» STATED PROBLEM:
Output the data below unchanged, line for line.

» DATASET RECORDS:
════════════════════

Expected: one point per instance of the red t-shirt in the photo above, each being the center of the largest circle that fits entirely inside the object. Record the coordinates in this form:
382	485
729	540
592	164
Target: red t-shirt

════════════════════

» EXERCISE ANSWER:
Expected: one point per instance of the red t-shirt in the photo above, each being the center of the largest circle that fits entirely inside the object. Record the coordinates in this form:
382	485
729	540
592	164
Target: red t-shirt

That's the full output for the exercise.